Location identification items:
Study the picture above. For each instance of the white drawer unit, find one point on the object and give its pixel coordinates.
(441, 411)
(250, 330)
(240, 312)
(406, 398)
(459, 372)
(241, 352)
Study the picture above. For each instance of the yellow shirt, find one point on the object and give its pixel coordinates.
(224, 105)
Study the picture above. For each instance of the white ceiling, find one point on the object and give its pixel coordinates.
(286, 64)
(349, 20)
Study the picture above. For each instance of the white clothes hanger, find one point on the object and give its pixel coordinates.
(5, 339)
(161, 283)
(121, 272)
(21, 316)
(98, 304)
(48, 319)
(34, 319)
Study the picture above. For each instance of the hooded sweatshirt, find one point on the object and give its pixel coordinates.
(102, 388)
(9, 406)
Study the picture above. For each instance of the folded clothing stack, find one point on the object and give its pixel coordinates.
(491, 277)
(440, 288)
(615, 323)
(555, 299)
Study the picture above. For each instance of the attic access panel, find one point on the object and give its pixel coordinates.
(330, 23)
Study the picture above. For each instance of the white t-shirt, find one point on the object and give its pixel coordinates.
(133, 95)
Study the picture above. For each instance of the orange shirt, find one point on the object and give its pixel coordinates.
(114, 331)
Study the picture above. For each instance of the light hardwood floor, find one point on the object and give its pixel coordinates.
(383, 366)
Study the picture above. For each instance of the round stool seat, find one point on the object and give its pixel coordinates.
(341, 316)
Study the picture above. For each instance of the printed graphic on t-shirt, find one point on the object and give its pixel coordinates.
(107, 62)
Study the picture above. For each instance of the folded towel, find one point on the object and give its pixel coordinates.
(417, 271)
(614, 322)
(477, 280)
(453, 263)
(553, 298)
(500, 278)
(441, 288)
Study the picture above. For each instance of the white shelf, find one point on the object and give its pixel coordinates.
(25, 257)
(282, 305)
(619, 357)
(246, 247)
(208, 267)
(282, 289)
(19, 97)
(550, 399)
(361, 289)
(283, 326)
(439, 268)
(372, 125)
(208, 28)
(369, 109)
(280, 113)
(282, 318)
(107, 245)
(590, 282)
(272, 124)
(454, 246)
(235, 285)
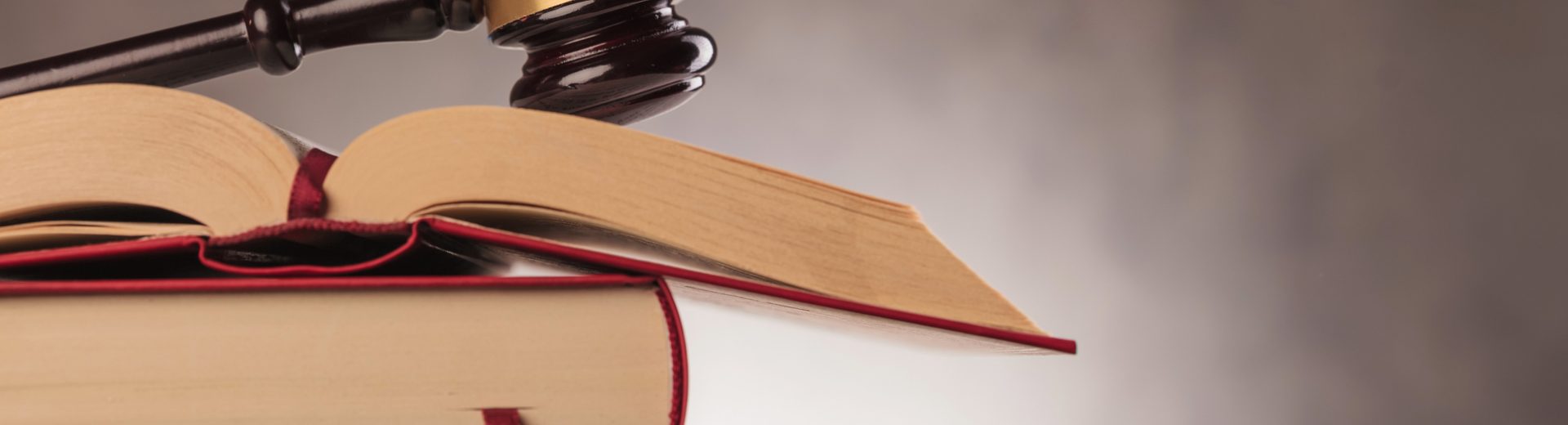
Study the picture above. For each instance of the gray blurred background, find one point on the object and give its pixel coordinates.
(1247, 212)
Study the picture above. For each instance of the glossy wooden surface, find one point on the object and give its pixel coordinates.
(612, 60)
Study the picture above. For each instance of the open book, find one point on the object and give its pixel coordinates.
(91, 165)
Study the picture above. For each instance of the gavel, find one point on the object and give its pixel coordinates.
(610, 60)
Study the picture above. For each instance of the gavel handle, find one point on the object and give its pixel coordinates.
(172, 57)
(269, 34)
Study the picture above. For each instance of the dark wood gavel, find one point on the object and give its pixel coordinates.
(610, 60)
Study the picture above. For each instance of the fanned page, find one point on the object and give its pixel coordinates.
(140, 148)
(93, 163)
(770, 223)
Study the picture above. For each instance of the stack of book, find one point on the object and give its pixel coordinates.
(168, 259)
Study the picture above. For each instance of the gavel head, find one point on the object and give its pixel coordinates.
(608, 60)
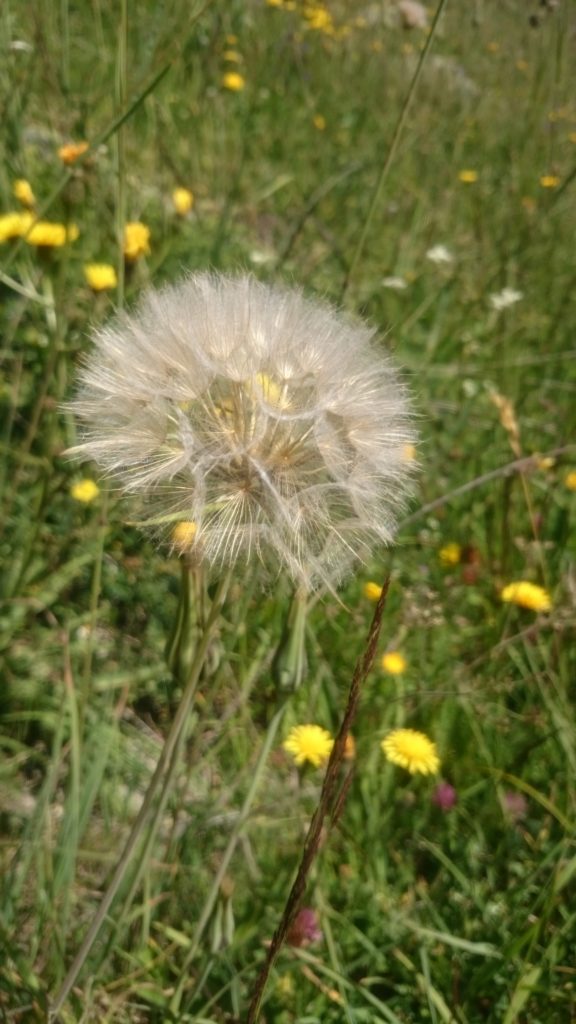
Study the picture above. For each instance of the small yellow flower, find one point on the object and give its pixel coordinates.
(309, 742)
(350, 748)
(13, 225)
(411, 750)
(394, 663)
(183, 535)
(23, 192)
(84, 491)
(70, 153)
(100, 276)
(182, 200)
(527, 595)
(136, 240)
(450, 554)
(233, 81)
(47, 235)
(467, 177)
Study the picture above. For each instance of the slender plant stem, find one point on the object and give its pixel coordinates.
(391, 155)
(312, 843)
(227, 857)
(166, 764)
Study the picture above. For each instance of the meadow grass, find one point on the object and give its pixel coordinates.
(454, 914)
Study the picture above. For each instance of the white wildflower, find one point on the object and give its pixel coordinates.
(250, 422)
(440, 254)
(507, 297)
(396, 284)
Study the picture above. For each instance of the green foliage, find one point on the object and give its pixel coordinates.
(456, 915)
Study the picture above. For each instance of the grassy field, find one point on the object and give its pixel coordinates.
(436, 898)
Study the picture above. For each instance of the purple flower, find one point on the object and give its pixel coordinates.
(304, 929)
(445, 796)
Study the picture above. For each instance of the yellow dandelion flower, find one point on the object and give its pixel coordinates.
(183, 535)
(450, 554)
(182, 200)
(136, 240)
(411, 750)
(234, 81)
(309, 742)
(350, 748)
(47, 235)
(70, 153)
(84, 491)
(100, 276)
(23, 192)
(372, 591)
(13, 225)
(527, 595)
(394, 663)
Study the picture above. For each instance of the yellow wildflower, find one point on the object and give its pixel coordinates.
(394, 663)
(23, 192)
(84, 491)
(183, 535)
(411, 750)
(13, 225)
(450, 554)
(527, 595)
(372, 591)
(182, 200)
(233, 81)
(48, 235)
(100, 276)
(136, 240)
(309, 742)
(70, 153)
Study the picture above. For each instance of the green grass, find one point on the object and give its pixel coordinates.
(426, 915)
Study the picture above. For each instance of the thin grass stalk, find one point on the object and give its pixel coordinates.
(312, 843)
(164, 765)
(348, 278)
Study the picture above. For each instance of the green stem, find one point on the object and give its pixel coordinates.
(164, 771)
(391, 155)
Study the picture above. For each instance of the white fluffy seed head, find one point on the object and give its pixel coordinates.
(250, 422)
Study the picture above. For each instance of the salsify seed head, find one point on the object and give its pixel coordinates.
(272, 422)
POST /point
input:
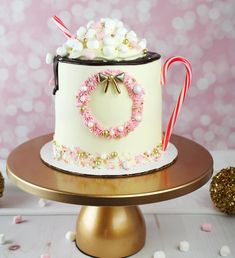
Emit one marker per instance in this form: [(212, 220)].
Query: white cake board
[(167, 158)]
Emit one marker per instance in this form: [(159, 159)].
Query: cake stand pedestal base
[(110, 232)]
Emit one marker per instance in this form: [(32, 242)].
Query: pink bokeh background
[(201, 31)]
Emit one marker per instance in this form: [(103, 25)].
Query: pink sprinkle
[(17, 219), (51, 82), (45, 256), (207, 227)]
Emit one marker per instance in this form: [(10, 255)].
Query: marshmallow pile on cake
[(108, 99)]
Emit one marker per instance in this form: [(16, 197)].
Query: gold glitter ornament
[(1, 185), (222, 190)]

### [EXERCISE DETAILS]
Write out the records above once more, word for word, with no pictures.

### [EXERCISE SOLUTION]
Study the picture above. For each instance of the white drawer unit, find one point on the object and give its pixel coordinates.
(441, 411)
(250, 330)
(240, 312)
(406, 398)
(459, 372)
(241, 352)
Study the picture above. For each instance of the yellow shirt, find one point on the object and give its pixel coordinates.
(224, 105)
Study the picture above. For each instance of the white ceiling, find one point on the object and give its pixel coordinates.
(286, 64)
(349, 20)
Study the picture above. For each instance of the white clothes hanger, find one point on the object and give its pixel coordinates.
(5, 339)
(161, 283)
(121, 272)
(21, 316)
(98, 304)
(48, 319)
(34, 319)
Study the picture above. For each instance of the hooded sweatshirt, find one point on the object and give its pixel coordinates.
(102, 388)
(9, 406)
Study the picture above. For each instance of the folded clothing stack, find one point on the object and give its pixel coordinates.
(491, 277)
(440, 288)
(615, 323)
(555, 299)
Study the picture above. For each instance of the attic access panel, find one point on the object and give its pixel coordinates.
(330, 23)
Study the picture above. For each instance of the white t-shirt, find one point on the object and give its pixel coordinates.
(133, 95)
Study the picture above. For each instance of the orange shirt, find one point on the object and give its pixel coordinates.
(114, 331)
Study the picture above. For each instance of the light hardwood floor, find one point on the object and give its pixel coordinates.
(383, 366)
Study the picture above. For each instance of the round stool seat, find one point on the object and give its pixel coordinates.
(341, 316)
Study the picture above. For each instance of the printed graphic on t-shirt, find one point on the object and give its pixel coordinates.
(107, 62)
Study the picture above. For each instance of the folded towel, find one point on the object and give its pixel coordinates.
(417, 271)
(614, 322)
(477, 280)
(453, 263)
(553, 298)
(500, 278)
(441, 288)
Study the picture above. For each instance of the white shelf, find one point on the object and give its pixel coordinates.
(25, 257)
(282, 305)
(619, 357)
(246, 247)
(208, 267)
(282, 289)
(19, 97)
(550, 399)
(361, 289)
(283, 326)
(439, 268)
(372, 125)
(208, 28)
(369, 109)
(280, 113)
(282, 318)
(107, 245)
(590, 282)
(272, 124)
(454, 246)
(235, 285)
Study the picture above. For each instance of the gray blurred background, find one point on the object and give its pixel coordinates.
(1247, 212)
Study the picture above. For each instance of the glossy wooden surface, find one point on the object and give its pixel coordinates.
(612, 60)
Study the picture above. For each instance of the open book, find one point on the object and give its pixel coordinates.
(91, 165)
Study the picture above. For each instance of the gavel, find one point on the object and give its pixel coordinates.
(610, 60)
Study the picture above. For each instance of the gavel handle, find one point on the object and give its pixel coordinates.
(172, 57)
(269, 34)
Study the picture above. For each instance of the dark wood gavel, find one point on the object and give its pixel coordinates.
(610, 60)
Study the picture above. For each instance of the fanned page, find one point on the object and give its pixel coordinates.
(140, 148)
(93, 163)
(770, 223)
Study the picture above. For each instance of the stack of book, find one point on the object and give its pixel coordinates.
(168, 259)
Study the picture above. For each instance of the gavel head, find one point on the object and give its pixel coordinates.
(608, 60)
Study the picture above. For each instance of the small yellow flower, find one point on the object and give its pixel coordinates.
(309, 742)
(350, 748)
(13, 225)
(411, 750)
(394, 663)
(183, 535)
(23, 192)
(84, 491)
(70, 153)
(100, 276)
(182, 200)
(527, 595)
(136, 240)
(450, 554)
(233, 81)
(47, 235)
(467, 177)
Study the picture above. For each instance of the slender plant stem, find one point on the object and give its pixel coordinates.
(391, 155)
(312, 843)
(227, 857)
(166, 764)
Study the picture above. For each instance of the meadow grass, find one point on the object and give its pixel coordinates.
(454, 914)
Study the picture above. For each instance of the white wildflower, find one point on the object and give its pixel coordinates.
(250, 422)
(440, 254)
(507, 297)
(396, 284)
Study the picture above. For each instance of the green foliage, find one point on the object and give its pixel coordinates.
(456, 915)
Study the picture above. For each instance of the grassy field, find one point on the object and give its pixel coordinates.
(436, 898)
Study the picture above. For each instance of the purple flower, find one point on the object and give its pixel coordinates.
(304, 929)
(445, 796)
Study the picture above. For each instance of the yellow dandelion flower, find one point on the object and give its pixel coordinates.
(183, 535)
(450, 554)
(182, 200)
(136, 240)
(411, 750)
(234, 81)
(309, 742)
(350, 748)
(47, 235)
(70, 153)
(84, 491)
(100, 276)
(23, 192)
(372, 591)
(13, 225)
(527, 595)
(394, 663)
Study the picture above. For each instance of the yellow wildflower, find one point on the object and give its pixel coordinates.
(394, 663)
(23, 192)
(84, 491)
(183, 535)
(411, 750)
(13, 225)
(450, 554)
(527, 595)
(372, 591)
(182, 200)
(233, 81)
(48, 235)
(100, 276)
(136, 240)
(309, 742)
(70, 153)
Study the picture above. For each instance of the green grass, find one point on the object and give its pixel coordinates.
(426, 915)
Study the picture above. For each instance of the thin grass stalk, find one point on the object and give its pixel coordinates.
(312, 843)
(164, 765)
(348, 278)
Study the picture above. For each instance of the green stem, find one point on the object and give its pixel coordinates.
(164, 771)
(391, 155)
Study the picture above. For each instance of the white fluffy seed head, find one point on the object and give its pixel coordinates.
(250, 422)
Study the picture above. For each instance of the salsify seed head, find one point on the object and give its pixel coordinates.
(272, 422)
POST /point
input:
Emit one marker per instance in this form: [(212, 220)].
Query: white cake board
[(167, 158)]
Emit one marker per instance in this form: [(159, 159)].
Query: cake stand pedestal base
[(110, 232)]
Emit one marker per instance in this form: [(32, 242)].
Query: pink bokeh background
[(201, 31)]
Emit one marker per instance in this form: [(103, 25)].
Query: pink sprinkle
[(17, 219), (51, 82), (45, 256), (207, 227)]
Emit one marker per instance in this form: [(10, 255)].
Query: marshmallow pile on cake
[(108, 99)]
Emit one marker per instance in this form: [(16, 197)].
Query: gold glitter ornament
[(1, 185), (222, 190)]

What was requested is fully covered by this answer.